§ Stated task
Can you update the rows from the line with "Find the grass" up to and including the line with "193 L 0 358" so that "grass lawn" reads "turf" and nothing else changes, and give back only those lines?

start

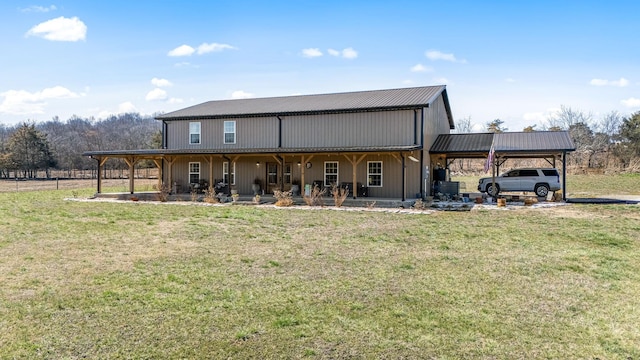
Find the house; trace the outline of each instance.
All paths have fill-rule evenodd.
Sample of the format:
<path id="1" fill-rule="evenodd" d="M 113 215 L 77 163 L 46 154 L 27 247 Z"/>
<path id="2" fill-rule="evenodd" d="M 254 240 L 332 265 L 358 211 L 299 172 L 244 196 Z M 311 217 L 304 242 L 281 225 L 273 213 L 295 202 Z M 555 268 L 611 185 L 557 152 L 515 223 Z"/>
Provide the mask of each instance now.
<path id="1" fill-rule="evenodd" d="M 131 175 L 138 161 L 152 160 L 175 192 L 215 184 L 252 194 L 259 183 L 268 194 L 336 184 L 354 198 L 405 200 L 429 195 L 429 148 L 454 128 L 445 86 L 209 101 L 156 119 L 162 149 L 85 155 L 99 169 L 124 159 Z"/>

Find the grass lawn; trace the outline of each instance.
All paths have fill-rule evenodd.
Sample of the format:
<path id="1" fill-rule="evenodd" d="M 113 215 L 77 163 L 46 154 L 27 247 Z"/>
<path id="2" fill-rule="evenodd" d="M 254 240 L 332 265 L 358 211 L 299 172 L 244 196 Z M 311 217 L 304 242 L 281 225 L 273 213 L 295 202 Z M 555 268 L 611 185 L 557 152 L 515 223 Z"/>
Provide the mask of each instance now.
<path id="1" fill-rule="evenodd" d="M 0 193 L 0 358 L 640 358 L 639 205 L 63 200 L 91 193 Z"/>

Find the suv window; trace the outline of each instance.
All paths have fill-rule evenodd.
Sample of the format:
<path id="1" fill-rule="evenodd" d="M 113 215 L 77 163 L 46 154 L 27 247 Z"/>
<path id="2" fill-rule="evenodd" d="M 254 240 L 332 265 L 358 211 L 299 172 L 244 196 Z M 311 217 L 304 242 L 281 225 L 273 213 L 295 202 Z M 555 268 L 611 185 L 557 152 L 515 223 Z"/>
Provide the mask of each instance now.
<path id="1" fill-rule="evenodd" d="M 535 169 L 520 170 L 520 176 L 538 176 L 538 170 L 535 170 Z"/>

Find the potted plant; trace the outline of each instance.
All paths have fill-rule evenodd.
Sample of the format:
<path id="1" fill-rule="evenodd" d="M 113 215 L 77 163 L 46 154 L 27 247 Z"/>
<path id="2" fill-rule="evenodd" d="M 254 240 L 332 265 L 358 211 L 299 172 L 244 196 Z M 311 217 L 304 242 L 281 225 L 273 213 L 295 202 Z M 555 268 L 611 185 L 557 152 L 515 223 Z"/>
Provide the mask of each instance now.
<path id="1" fill-rule="evenodd" d="M 260 180 L 259 177 L 256 176 L 256 178 L 253 179 L 253 184 L 251 185 L 251 190 L 253 190 L 253 195 L 260 194 L 260 191 L 262 190 L 262 180 Z"/>

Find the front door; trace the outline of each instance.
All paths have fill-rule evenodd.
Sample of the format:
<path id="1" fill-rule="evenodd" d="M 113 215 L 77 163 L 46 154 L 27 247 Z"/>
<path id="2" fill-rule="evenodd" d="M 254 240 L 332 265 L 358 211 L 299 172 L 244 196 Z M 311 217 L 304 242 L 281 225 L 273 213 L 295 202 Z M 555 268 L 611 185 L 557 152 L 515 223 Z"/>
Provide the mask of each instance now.
<path id="1" fill-rule="evenodd" d="M 273 190 L 279 190 L 279 169 L 278 163 L 267 163 L 267 193 L 273 194 Z"/>
<path id="2" fill-rule="evenodd" d="M 280 164 L 272 162 L 267 163 L 267 189 L 269 194 L 273 194 L 273 190 L 280 190 L 280 182 L 284 190 L 291 189 L 291 164 L 284 164 L 284 172 L 281 173 Z M 284 176 L 284 178 L 283 178 Z"/>

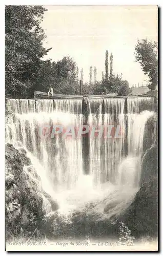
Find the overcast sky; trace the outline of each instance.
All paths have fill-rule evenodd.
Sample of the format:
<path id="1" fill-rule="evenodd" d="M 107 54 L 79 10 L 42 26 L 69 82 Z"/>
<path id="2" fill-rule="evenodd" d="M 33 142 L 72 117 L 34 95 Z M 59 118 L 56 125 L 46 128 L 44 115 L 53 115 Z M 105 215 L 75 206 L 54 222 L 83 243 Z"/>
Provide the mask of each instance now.
<path id="1" fill-rule="evenodd" d="M 135 62 L 137 39 L 157 40 L 156 6 L 46 6 L 42 27 L 45 46 L 52 47 L 45 57 L 57 61 L 71 56 L 89 81 L 95 66 L 97 80 L 105 71 L 106 50 L 113 54 L 113 72 L 123 74 L 130 86 L 146 83 L 147 77 Z M 80 76 L 80 73 L 79 73 Z M 80 78 L 80 76 L 79 77 Z"/>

end

§ Response for this exercise
Find the turf; trace the outline of each instance.
All paths have fill-rule evenodd.
Sample of the format:
<path id="1" fill-rule="evenodd" d="M 113 215 L 77 163 L 46 154 L 27 247 Z"/>
<path id="2" fill-rule="evenodd" d="M 254 240 L 332 265 L 358 211 L 299 172 L 244 196 Z M 311 217 L 304 242 L 281 225 L 273 213 L 295 202 Z M 555 268 L 611 185 L 557 152 L 515 223 Z"/>
Provide the mask of each instance now.
<path id="1" fill-rule="evenodd" d="M 0 193 L 0 358 L 640 358 L 639 205 L 63 200 L 91 193 Z"/>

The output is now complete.